>> begin Given entries

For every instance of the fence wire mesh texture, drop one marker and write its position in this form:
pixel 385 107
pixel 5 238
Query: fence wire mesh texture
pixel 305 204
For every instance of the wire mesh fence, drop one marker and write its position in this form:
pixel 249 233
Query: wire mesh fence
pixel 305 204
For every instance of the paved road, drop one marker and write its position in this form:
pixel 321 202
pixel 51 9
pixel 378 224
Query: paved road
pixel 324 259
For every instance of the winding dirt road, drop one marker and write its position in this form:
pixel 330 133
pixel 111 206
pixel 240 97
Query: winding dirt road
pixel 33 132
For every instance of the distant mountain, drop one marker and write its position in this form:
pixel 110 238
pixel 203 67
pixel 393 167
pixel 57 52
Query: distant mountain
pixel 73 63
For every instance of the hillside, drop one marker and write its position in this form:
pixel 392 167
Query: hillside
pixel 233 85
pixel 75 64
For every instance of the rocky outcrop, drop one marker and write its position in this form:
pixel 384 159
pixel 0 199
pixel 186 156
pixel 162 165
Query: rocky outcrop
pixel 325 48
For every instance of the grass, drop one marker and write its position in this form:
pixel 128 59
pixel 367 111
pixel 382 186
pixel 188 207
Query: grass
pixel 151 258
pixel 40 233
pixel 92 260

>> end Given entries

__What is asked__: Copy out all of the records above word for word, keeping every line in its original order.

__Answer for the task__:
For every instance of the fence wire mesh texture, drop one marker and write its position in this form:
pixel 385 107
pixel 5 238
Query: fence wire mesh texture
pixel 305 204
For every instance of the wire mesh fence, drop one marker and write its position in this form:
pixel 249 233
Query: wire mesh fence
pixel 305 204
For every instance of the paved road, drop one marker and write its position in this form:
pixel 321 202
pixel 51 9
pixel 378 224
Query: paved road
pixel 324 259
For every instance of the winding dirt road, drop one marker and write its position in this form:
pixel 330 133
pixel 111 206
pixel 240 97
Query: winding dirt road
pixel 33 132
For every instance of the distant mountain, drop one marker and write its position in this form:
pixel 110 238
pixel 203 67
pixel 393 167
pixel 57 52
Query: distant mountain
pixel 73 63
For every instance of the hillside, drop one marker and write its position in this form:
pixel 392 167
Query: hillside
pixel 233 85
pixel 75 64
For every instance of the rocky outcrop, drop one marker and write its position in this form:
pixel 384 159
pixel 0 199
pixel 186 156
pixel 162 165
Query: rocky outcrop
pixel 325 48
For every instance of the grass, drop one marker and write its position in this form:
pixel 128 59
pixel 367 111
pixel 382 186
pixel 188 207
Query: grass
pixel 151 258
pixel 40 233
pixel 92 260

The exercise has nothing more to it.